» **SOURCE DOCUMENT**:
━━━

Institutional investor demand for green UK sovereign bonds will be high as pension schemes seek to manage their climate change risks and tap up green opportunities, experts say.
Britain is set to issue a green gilt this year - the first of a series of green sovereign bond issues over the next few years as it seeks to build a green bond yield curve, helping to fund projects to tackle climate change, finance infrastructure, and create green jobs.
Green gilts are seen as a much-needed response to a growing demand for investments that help secure a net-zero carbon future. While there is no set launch date as of yet, something that will depend on market conditions, the government is likely to issue a green gilt around the same time it hosts the 2021 United Nations Climate Change Conference (COP26) to be held in Glasgow from 1 to 12 November.
High pension demand
Quantum Advisory investment consultant Jordon Griffiths said: "I very much feel that green gilts could be in high demand. In fact, when held alongside a wider portfolio, I believe green gilts may be a one stop shop for a range of UK pension scheme needs.
"Specifically, green gilts could help investors or UK pension schemes meet any ESG objectives they have - whether that's a slight ESG tilt or for ESG integration, green gilts can help them manage the portfolio in a way that meets their ESG objectives. And in turn, that helps against climate change risks and other ESG risks such as physical and transitional risk."
Insight Investment head of responsible investment research and stewardship Joshua Kendall said he was "quite confident" the UK's first green gilt will be successful and that the institutional investor market for green gilts will be "substantial".
He said: "We've spoken to clients about the green gilt specifically, and to explain why it's a good opportunity. We believe this is going to be a clear way in which pension schemes will be able to have exposure within their portfolios. We firmly believe that as an institution, we would be in a strong position to have exposure and welcome the opportunity to invest in this green gilt path on behalf of our clients."
Griffiths said there are various advantages to investing in green sovereign bonds. He explained: "It helps with diversification by providing different sources of cash flow to traditional vanilla gilts. Bonds are used by pension schemes to help manage interest rate risk, which is something that green gilts can also do going forward."
Green bonds can be part of a rounded strategy, and is the part of the spectrum of a pension fund's toolkit when they start to think about positive allocations, according to BlueBay Asset Management head of ESG investment My-Linh Ngo.
She said: "First of all, they want to get their head around incorporating ESG risks into what they do, so that's where integration and engagement allows them to do that. When they start to think about positive allocations which are either thematic or impact, I would say that's usually reflective of an asset owner who is further ahead in their thinking and strategy on this."

━━━

» **ACTIONS TO TAKE**:
A. Who is quoted in the green gilts article, and which firm does each person work for?
B. Can you pick up the green gilts article after its last sentence and carry it on?

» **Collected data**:
━━━

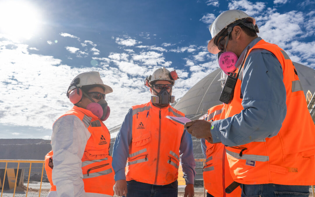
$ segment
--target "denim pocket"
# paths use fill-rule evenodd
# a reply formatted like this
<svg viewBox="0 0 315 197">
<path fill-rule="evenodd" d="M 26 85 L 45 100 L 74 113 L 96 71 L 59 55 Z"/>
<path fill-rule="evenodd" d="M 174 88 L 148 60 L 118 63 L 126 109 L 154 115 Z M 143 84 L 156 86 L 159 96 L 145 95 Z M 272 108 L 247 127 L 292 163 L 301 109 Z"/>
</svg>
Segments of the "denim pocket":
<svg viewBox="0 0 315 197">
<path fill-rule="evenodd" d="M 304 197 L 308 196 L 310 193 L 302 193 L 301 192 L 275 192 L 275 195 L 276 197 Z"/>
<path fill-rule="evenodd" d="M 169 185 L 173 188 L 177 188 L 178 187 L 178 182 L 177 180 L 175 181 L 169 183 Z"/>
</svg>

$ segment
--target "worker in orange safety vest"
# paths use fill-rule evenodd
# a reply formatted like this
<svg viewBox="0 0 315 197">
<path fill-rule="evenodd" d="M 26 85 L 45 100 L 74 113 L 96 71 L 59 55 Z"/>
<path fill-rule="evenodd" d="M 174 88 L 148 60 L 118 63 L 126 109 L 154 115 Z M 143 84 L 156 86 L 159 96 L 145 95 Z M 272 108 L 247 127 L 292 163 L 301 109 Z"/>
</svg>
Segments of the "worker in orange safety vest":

━━━

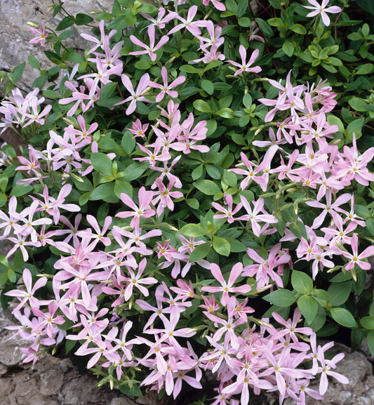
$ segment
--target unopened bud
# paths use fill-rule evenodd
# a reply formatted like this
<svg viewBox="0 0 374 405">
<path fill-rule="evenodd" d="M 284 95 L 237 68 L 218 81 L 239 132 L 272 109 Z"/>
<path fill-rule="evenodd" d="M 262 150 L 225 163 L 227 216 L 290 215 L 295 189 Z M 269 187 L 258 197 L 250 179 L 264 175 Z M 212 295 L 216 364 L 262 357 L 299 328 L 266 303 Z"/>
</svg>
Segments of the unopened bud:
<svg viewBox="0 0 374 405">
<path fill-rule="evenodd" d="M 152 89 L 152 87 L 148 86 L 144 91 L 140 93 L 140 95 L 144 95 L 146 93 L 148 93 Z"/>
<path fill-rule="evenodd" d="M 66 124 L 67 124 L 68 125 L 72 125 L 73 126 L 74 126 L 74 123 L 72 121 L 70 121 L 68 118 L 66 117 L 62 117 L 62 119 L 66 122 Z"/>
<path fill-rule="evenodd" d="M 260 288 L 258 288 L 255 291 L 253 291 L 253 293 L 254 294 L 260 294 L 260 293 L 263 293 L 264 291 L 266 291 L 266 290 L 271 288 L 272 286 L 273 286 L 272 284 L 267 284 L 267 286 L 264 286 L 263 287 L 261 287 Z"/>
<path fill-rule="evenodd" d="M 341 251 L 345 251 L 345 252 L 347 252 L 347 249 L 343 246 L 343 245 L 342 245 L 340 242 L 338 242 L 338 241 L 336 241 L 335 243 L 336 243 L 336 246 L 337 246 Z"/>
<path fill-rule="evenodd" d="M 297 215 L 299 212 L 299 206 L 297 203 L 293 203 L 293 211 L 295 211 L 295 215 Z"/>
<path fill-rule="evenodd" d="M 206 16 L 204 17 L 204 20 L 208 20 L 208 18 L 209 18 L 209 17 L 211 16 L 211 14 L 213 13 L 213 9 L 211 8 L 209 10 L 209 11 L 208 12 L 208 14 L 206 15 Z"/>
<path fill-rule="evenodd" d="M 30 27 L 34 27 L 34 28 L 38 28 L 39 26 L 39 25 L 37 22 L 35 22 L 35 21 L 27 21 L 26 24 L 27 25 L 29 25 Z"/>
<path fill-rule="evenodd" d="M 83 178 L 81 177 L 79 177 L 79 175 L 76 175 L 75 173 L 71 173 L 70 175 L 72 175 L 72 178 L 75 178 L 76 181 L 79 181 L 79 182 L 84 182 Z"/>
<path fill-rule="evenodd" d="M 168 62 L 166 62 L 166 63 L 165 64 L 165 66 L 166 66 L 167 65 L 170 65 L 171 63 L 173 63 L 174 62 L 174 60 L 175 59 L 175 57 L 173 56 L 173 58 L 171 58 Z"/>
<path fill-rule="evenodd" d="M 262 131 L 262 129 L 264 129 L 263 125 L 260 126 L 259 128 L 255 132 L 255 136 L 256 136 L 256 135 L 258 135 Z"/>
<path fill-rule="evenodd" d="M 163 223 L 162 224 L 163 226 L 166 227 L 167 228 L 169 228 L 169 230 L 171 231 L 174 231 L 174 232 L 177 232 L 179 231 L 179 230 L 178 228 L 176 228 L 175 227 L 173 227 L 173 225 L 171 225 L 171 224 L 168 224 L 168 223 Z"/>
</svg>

━━━

» **ANSWERS TO EACH TASK**:
A.
- Jordon Griffiths, Quantum Advisory
- Joshua Kendall, Insight Investment
- My-Linh Ngo, BlueBay Asset Management

B.
Kendall said there will be uncertainty around how the green gilt will be structured, because it might not always align with every pension scheme's needs, especially regarding the duration of the bond.
"It's also unclear how this bond will be priced but based on what we know today, and if it is going to be issued at relatively similar levels to other gilts, then we think it would be a very attractive opportunity for clients."
There may also be concerns about paying a premium for green bonds over vanilla ones - also known as the ‘greenium', said Griffiths. "There's evidence to suggest that the ‘greenium' doesn't actually exist and that investors aren't paying a premium to invest in green bonds against vanilla bonds - albeit this is very early stages and you could probably find evidence that goes both ways. But I think the general consensus is that there a ‘greenium' doesn't exist."
Greenwashing is another issue, which Griffiths calls "the elephant in the room" in the green bond sector. "Investors need to be sure they know exactly what they are investing in and that the bond is doing exactly what it says on the tin," he said.
UK behind the curve
The UK is late to the table in launching a green gilt; many countries have already issued green sovereign bonds and have also developed corporate green bond markets. Just 1.2% of all global impact bond issuance originated from the UK in 2020, putting Britain in 15th place after Luxembourg, according to Insight Investment's analysis. France was top with 18% market share followed by Germany and the US with 10% each respectively.
Kendall said: "If you go outside of the UK to anywhere in Europe, you've got a great opportunity. And that's where it's much easier for pension schemes to actually align their values with the financial opportunities, because they exist, and they're growing and very much a large part of the investment opportunity. But it just doesn't take place in the UK to the same extent."
Griffiths said green gilts are also a "great opportunity" for the UK government, not just for investors, because they can really help the government to fund the green recovery after Covid-19.
The UK green gilt market is also expected to help grow the country's corporate green bond market. Climate Bonds Initiative co-founder and chief executive Sean Kidney said: "In each country, getting green bond markets going is really helped by liquidity and pricing benefits of sovereign issuance."
If this leads to an substantial increase in the UK's share of green finance, this will create many more investment opportunities for British pension funds.